The required output is a word-for-word restatement of the material below, from the line with "rippled water surface." through its last line, inclusive.
# # #
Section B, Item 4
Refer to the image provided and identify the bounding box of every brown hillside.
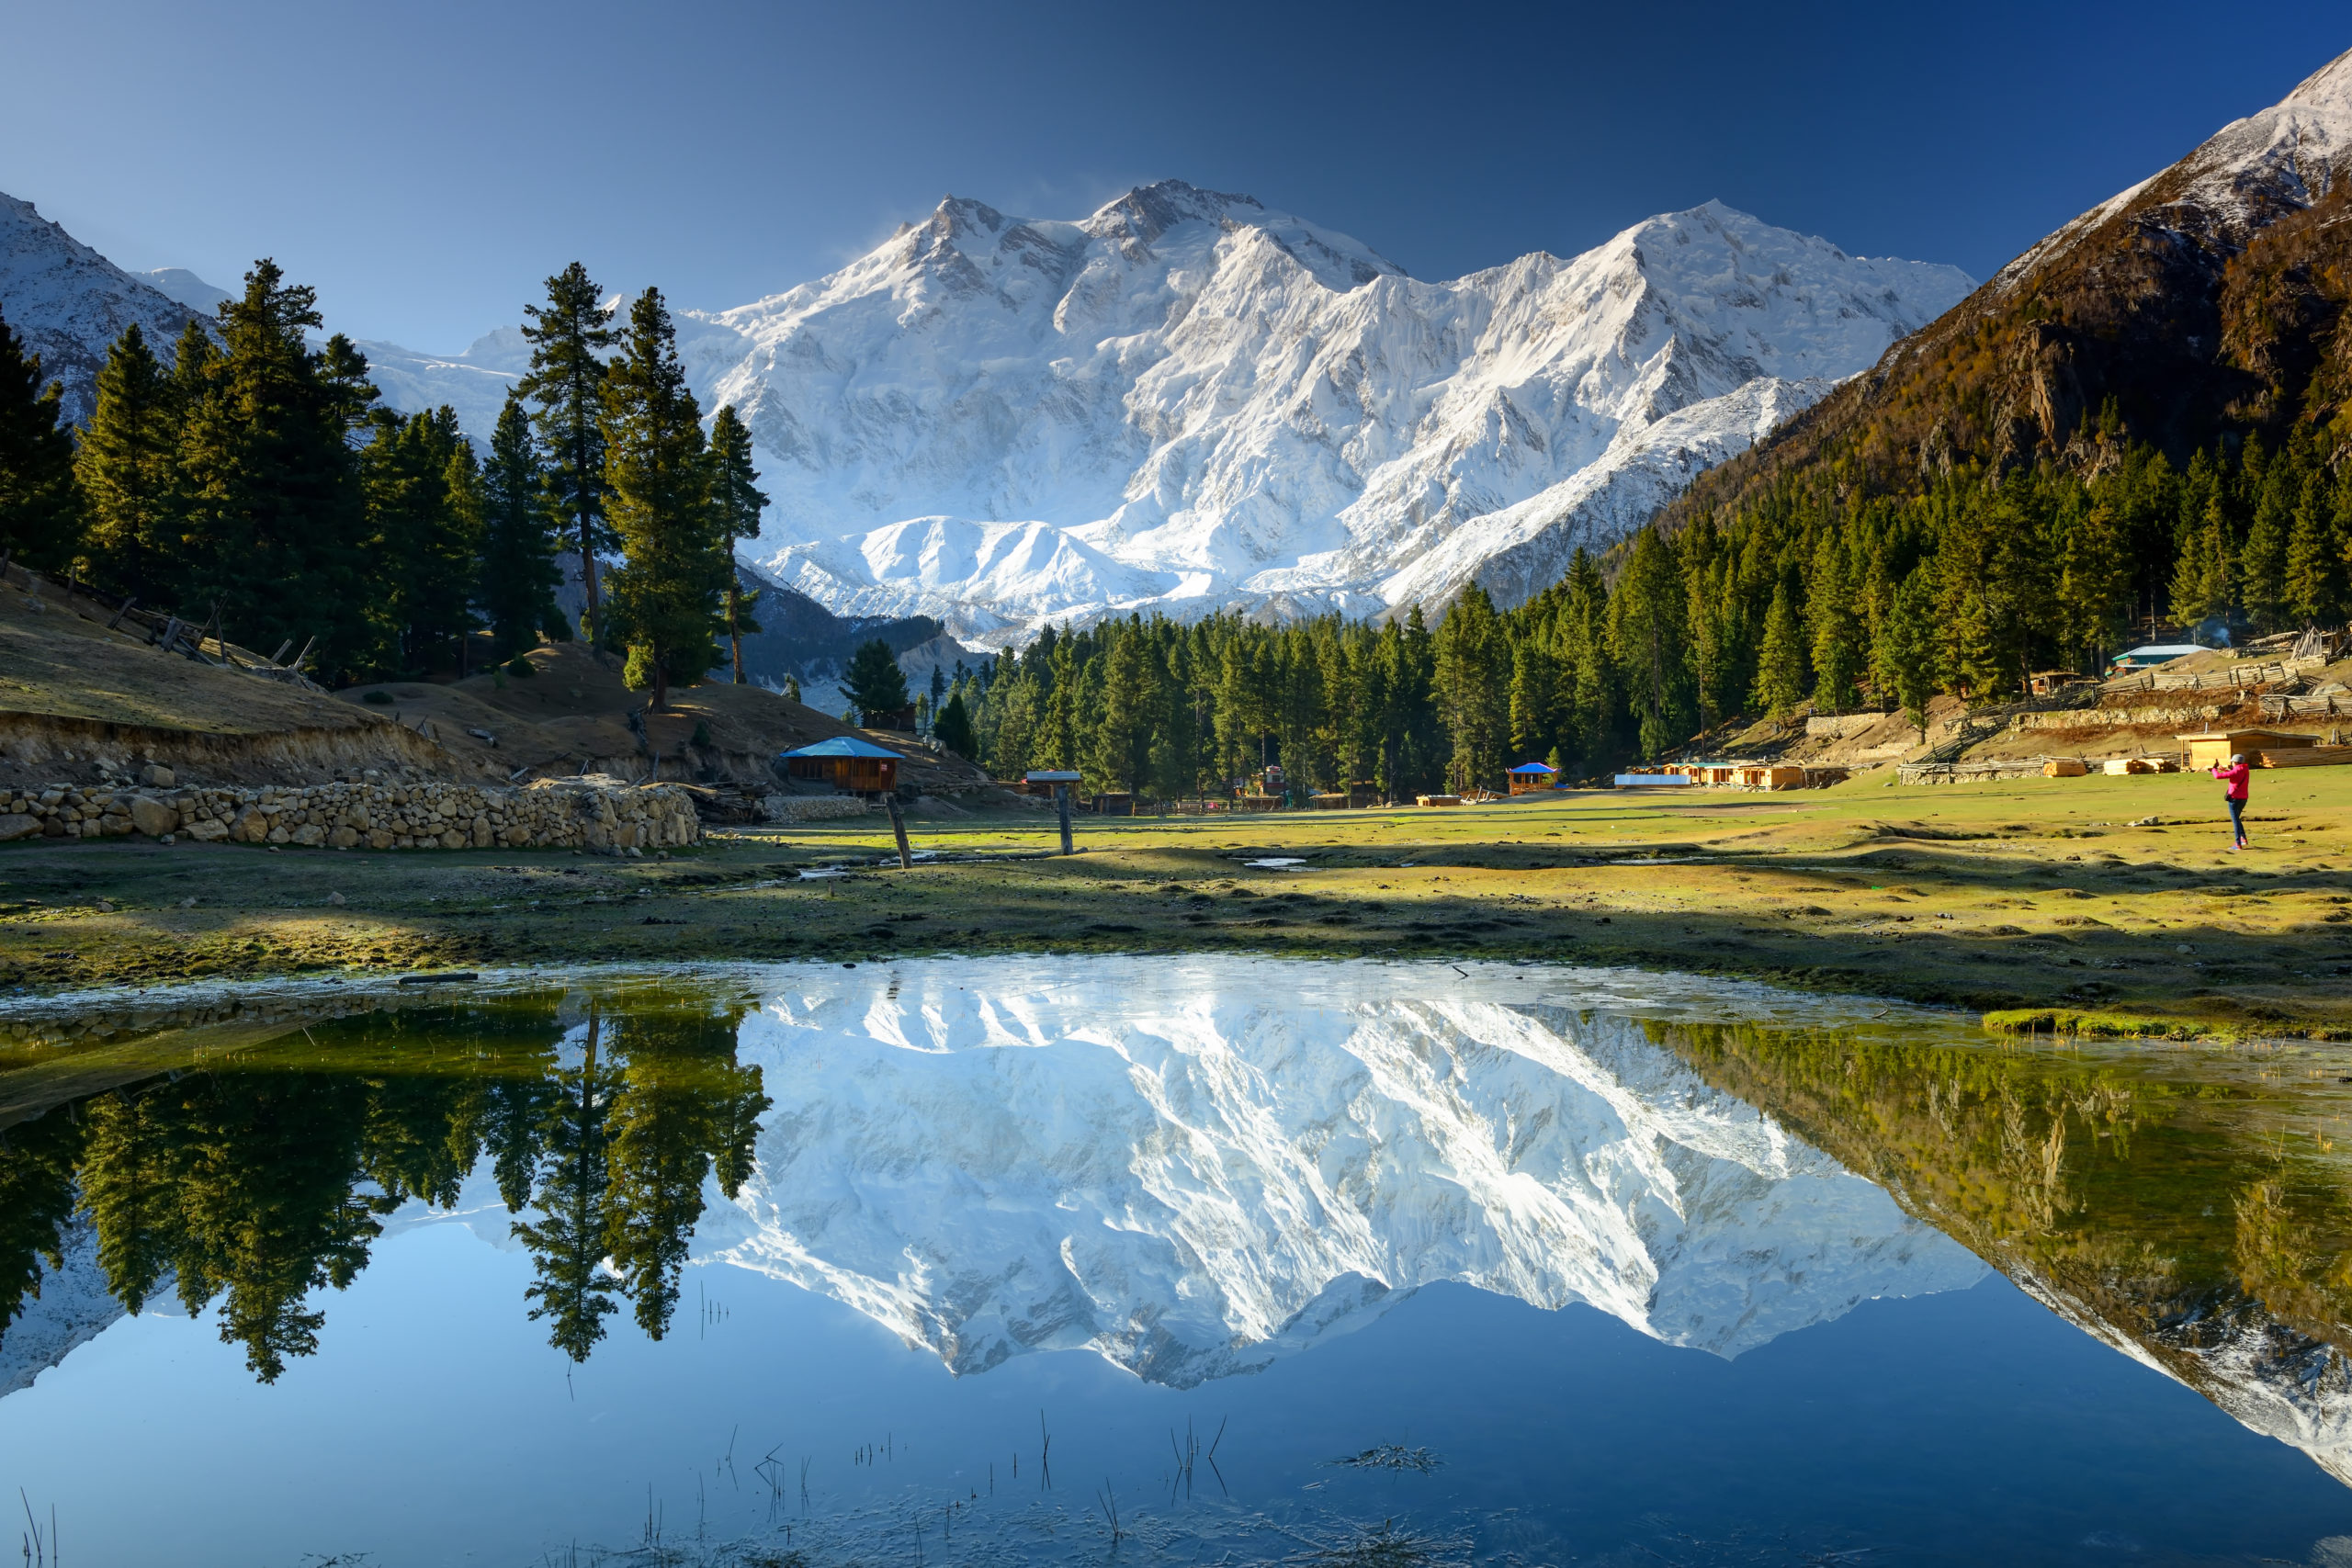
[337,642,994,796]
[1661,48,2352,525]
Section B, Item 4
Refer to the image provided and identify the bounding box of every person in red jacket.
[2211,752,2252,850]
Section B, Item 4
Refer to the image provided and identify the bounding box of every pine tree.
[1609,529,1690,757]
[519,263,616,646]
[362,406,481,676]
[0,305,83,568]
[76,321,181,598]
[934,688,977,757]
[842,637,910,722]
[2168,494,2233,634]
[1432,584,1510,791]
[1883,568,1939,741]
[478,390,565,658]
[1807,531,1865,712]
[2284,465,2346,627]
[175,261,373,683]
[1751,582,1808,718]
[601,288,725,709]
[706,404,766,682]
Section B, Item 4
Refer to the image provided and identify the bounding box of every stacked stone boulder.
[0,777,700,852]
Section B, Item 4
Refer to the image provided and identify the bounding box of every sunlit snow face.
[695,956,1984,1385]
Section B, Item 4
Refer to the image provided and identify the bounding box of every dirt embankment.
[0,577,996,802]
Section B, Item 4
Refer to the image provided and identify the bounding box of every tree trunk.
[650,654,669,712]
[579,522,600,646]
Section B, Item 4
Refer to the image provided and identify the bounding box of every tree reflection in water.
[0,987,768,1380]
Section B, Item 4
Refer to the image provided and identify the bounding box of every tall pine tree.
[601,288,724,709]
[707,403,766,682]
[478,390,565,659]
[175,261,373,683]
[76,321,183,598]
[0,306,83,568]
[518,263,616,645]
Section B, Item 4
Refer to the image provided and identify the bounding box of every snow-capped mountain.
[0,194,211,424]
[700,187,1972,637]
[691,959,1985,1386]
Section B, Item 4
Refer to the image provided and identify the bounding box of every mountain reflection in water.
[3,958,2351,1492]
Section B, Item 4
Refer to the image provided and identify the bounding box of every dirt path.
[6,769,2347,1040]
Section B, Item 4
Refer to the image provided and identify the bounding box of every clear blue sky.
[5,0,2346,353]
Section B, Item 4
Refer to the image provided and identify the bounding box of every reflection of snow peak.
[699,963,1983,1386]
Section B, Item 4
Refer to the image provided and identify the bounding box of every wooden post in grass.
[885,793,913,870]
[1057,784,1073,856]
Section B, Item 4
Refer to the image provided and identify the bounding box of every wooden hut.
[2176,728,2316,770]
[1507,761,1559,795]
[778,736,906,795]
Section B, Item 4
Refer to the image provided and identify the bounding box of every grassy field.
[4,766,2348,1039]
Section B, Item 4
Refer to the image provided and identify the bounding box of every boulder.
[0,815,39,842]
[127,795,178,838]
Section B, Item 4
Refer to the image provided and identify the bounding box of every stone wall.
[0,776,700,852]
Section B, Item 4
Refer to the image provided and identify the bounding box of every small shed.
[1507,761,1559,795]
[779,736,907,795]
[2176,728,2316,770]
[2112,644,2204,672]
[2042,758,2089,777]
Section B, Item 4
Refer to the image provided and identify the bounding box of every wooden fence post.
[885,794,913,870]
[1056,784,1073,856]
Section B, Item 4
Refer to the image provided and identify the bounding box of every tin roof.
[780,737,906,760]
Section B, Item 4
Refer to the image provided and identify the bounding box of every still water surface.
[3,957,2350,1566]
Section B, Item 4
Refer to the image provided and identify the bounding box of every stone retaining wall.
[2011,705,2224,729]
[759,794,873,823]
[0,776,700,852]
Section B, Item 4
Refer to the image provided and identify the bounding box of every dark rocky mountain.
[1662,46,2352,525]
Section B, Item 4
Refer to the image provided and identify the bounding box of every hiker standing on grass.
[2211,752,2252,850]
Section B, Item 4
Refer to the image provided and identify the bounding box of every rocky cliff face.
[1665,46,2352,521]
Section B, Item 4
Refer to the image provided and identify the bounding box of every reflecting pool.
[4,958,2351,1566]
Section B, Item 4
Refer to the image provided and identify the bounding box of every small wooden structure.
[1236,793,1283,812]
[2177,728,2316,770]
[1732,765,1805,791]
[1507,761,1559,795]
[779,735,906,795]
[2029,670,2095,697]
[1415,794,1464,807]
[2042,758,2090,777]
[2101,757,2179,775]
[1094,791,1133,816]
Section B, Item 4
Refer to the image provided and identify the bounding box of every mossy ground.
[9,767,2350,1039]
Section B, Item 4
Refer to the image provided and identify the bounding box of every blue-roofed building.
[779,735,908,795]
[1507,761,1559,795]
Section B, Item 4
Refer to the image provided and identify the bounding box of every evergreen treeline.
[937,423,2352,795]
[0,996,768,1377]
[0,259,763,702]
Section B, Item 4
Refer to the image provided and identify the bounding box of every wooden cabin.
[2176,728,2316,770]
[778,736,907,795]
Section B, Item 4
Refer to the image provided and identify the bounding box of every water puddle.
[3,957,2349,1565]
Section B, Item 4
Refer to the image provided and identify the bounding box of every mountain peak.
[0,190,210,423]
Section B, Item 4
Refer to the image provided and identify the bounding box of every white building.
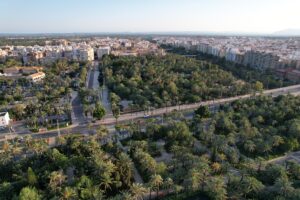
[225,48,240,62]
[28,72,46,83]
[78,47,94,62]
[97,47,110,59]
[0,112,10,127]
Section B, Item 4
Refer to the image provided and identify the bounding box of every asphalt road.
[3,84,300,141]
[87,69,95,89]
[71,91,85,124]
[97,84,300,125]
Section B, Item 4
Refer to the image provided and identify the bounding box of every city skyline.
[1,0,300,34]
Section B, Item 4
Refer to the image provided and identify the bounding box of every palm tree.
[31,115,38,129]
[96,126,108,142]
[196,162,211,191]
[256,157,265,173]
[32,140,47,155]
[112,103,120,124]
[61,187,77,200]
[163,177,174,195]
[188,169,201,191]
[49,170,67,192]
[211,162,221,174]
[19,187,41,200]
[55,107,64,138]
[2,141,11,153]
[100,173,113,191]
[11,142,22,159]
[130,183,148,200]
[262,143,272,156]
[272,135,284,147]
[40,111,47,127]
[206,176,227,200]
[117,153,134,187]
[90,187,105,199]
[0,142,12,164]
[149,174,163,199]
[242,176,264,197]
[119,191,133,200]
[24,135,33,153]
[57,136,67,146]
[274,175,294,198]
[244,140,256,153]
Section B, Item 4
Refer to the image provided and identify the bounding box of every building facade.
[0,112,10,127]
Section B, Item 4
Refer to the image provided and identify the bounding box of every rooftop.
[0,112,8,117]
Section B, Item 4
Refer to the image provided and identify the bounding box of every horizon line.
[0,31,300,37]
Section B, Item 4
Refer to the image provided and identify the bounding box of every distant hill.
[273,29,300,36]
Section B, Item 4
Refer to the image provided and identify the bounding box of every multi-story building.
[155,36,300,70]
[97,47,110,59]
[0,38,164,65]
[78,47,94,62]
[243,51,280,69]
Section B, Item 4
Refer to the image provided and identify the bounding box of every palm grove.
[2,95,300,199]
[101,54,264,111]
[2,51,300,199]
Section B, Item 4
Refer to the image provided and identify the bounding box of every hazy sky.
[1,0,299,33]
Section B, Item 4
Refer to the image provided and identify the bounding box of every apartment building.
[155,37,300,70]
[78,47,94,62]
[1,38,164,65]
[243,51,280,69]
[97,47,110,59]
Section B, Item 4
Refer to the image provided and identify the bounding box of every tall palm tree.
[1,141,12,163]
[149,174,163,199]
[49,170,67,192]
[2,141,11,153]
[130,183,148,200]
[100,173,113,192]
[272,135,284,147]
[24,135,33,153]
[32,140,47,155]
[206,176,227,200]
[188,169,201,191]
[117,153,134,187]
[274,175,294,198]
[196,162,211,191]
[163,177,174,195]
[244,140,256,153]
[242,176,264,197]
[11,142,22,159]
[55,107,64,138]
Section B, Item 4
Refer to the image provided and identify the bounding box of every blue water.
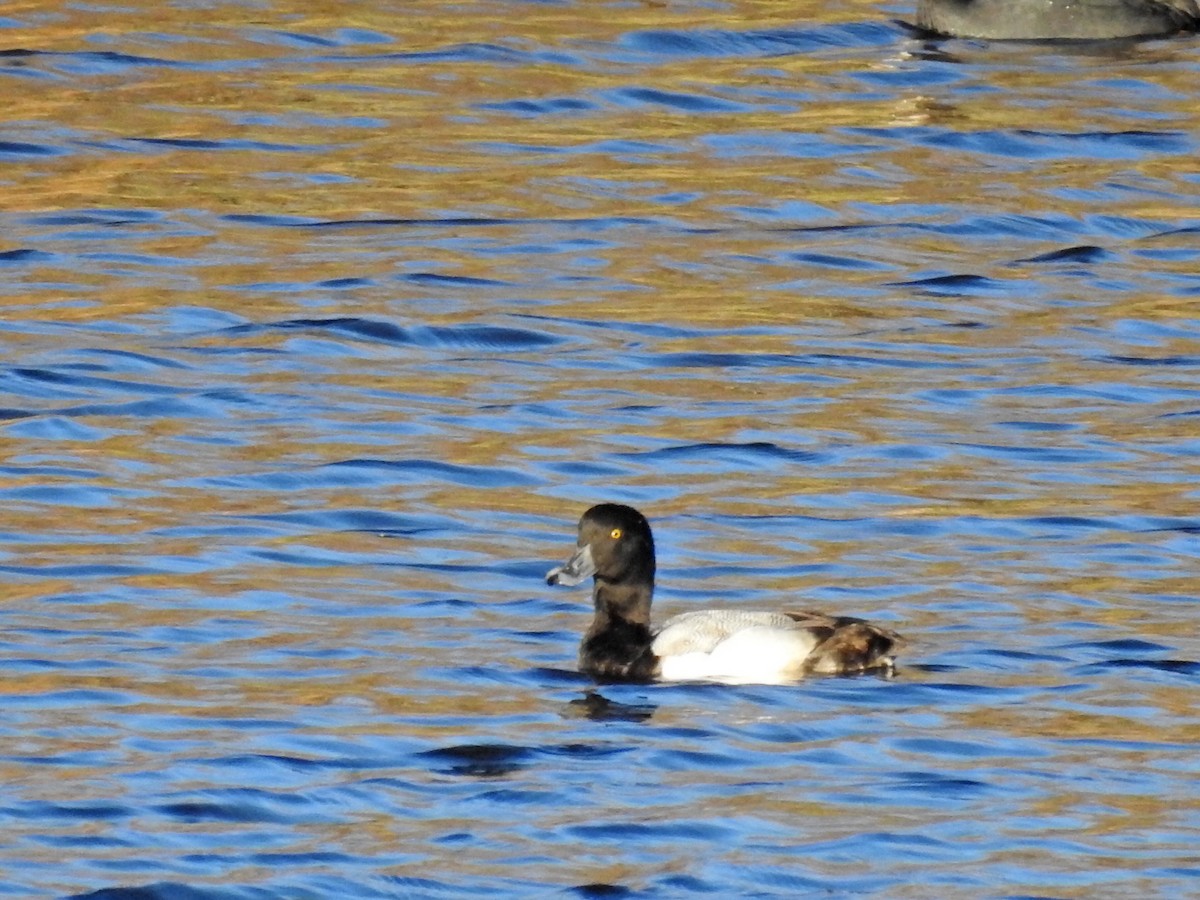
[2,1,1199,896]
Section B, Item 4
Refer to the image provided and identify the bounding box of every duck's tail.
[787,612,902,676]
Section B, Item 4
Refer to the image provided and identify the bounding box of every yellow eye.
[610,528,622,540]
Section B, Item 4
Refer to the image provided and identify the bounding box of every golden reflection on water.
[6,0,1198,234]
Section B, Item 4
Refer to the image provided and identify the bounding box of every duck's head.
[546,503,656,588]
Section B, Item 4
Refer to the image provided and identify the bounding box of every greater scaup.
[546,503,902,684]
[914,0,1200,39]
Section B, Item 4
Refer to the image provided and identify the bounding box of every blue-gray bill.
[546,543,596,587]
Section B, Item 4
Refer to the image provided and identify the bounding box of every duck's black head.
[546,503,655,589]
[547,503,660,681]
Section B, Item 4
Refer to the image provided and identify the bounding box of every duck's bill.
[545,544,595,586]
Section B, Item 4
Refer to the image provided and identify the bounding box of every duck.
[545,503,902,684]
[913,0,1200,39]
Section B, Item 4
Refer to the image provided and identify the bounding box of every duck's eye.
[610,528,622,540]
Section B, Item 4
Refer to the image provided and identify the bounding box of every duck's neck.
[579,579,658,681]
[591,578,653,628]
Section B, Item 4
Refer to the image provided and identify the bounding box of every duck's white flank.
[653,610,823,684]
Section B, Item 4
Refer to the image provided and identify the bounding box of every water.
[2,0,1199,896]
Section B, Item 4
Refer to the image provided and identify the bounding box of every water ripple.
[2,2,1199,897]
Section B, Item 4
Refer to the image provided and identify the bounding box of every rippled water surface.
[3,0,1200,896]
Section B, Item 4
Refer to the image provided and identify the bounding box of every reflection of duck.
[565,690,657,722]
[915,0,1200,39]
[546,504,901,684]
# # #
**Task response**
Refer to the image provided and identify the bounding box of every rippled water surface.
[3,0,1200,896]
Section B, Item 4
Refer to the image provided and identify the bounding box of every reflection of duck.
[565,690,657,722]
[915,0,1200,39]
[546,504,901,684]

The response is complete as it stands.